Correspondingly, only about a third of Singapore CEOs (34%) are likely to link financial reward and promotion opportunities with employees who make an effort return to the office, far lower than the 88% globally.
All-in on ESG but approach changes
Despite the increasingly polarising discourse surrounding ESG, CEOs in Singapore and globally are continuing efforts to embed ESG into core business objectives.
Executives are adopting a more outcomes-based approach to such efforts, while remaining pragmatic about the external environment.
Globally, over a third of CEOs (36%) have changed the language they use to refer to ESG both internally and externally. This is signalling a mindset shift as the boardroom becomes more specific about each aspect of the acronym and prioritises where investments can have the most impact.
Approximately one in two CEOs in Singapore (52%) have fully embedded ESG into the business to create value.

────────────────────────────────────────

§ **Instructions**
• A. From the passage on CEOs and ESG, extract word for word the part that opens with the words "All-in on ESG" and closes with "the external environment.".
• B. Pull out every line of the listing that contains the string "linen", treating uppercase and lowercase as different.
The listing that follows is unrelated to the passage on CEOs and ESG.

Source data

────────────────────────────────────────

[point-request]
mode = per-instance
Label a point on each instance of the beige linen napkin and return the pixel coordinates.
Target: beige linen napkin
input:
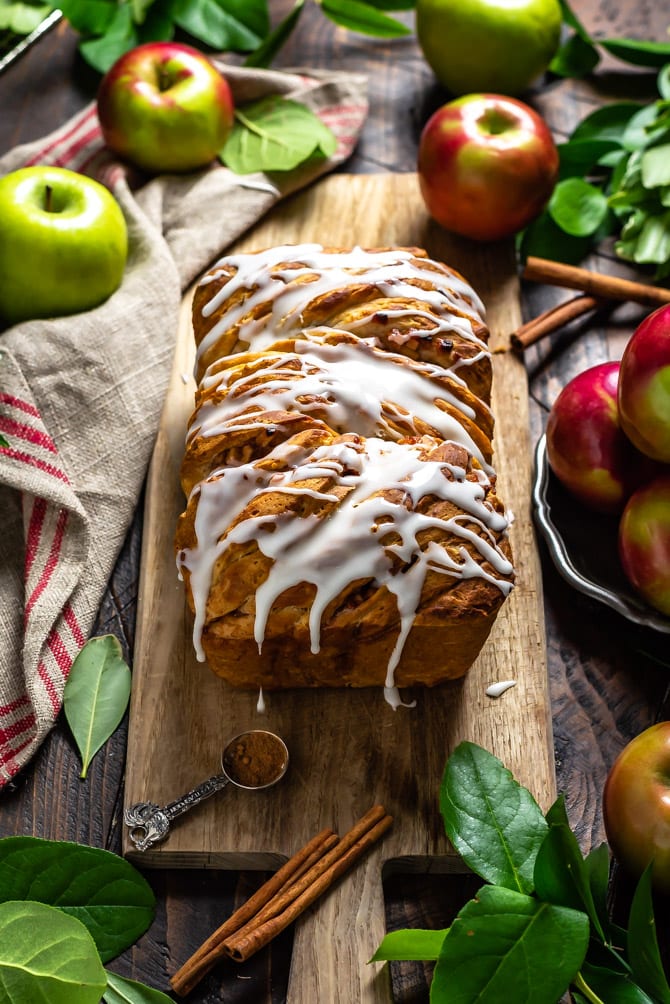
(80, 397)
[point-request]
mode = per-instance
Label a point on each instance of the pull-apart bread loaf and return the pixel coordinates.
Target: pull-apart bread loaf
(342, 526)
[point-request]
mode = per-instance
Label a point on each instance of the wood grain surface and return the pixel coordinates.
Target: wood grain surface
(349, 748)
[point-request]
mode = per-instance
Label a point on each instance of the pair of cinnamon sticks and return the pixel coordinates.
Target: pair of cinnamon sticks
(597, 291)
(279, 901)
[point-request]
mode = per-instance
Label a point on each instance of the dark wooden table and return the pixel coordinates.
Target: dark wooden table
(608, 681)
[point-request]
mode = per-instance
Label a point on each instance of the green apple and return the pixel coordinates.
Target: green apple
(63, 243)
(488, 45)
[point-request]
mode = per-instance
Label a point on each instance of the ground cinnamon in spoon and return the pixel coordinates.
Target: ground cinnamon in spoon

────────────────────────────────────────

§ **Solutions to the problems**
• A.
All-in on ESG but approach changes
Despite the increasingly polarising discourse surrounding ESG, CEOs in Singapore and globally are continuing efforts to embed ESG into core business objectives.
Executives are adopting a more outcomes-based approach to such efforts, while remaining pragmatic about the external environment.

• B.
Label a point on each instance of the beige linen napkin and return the pixel coordinates.
Target: beige linen napkin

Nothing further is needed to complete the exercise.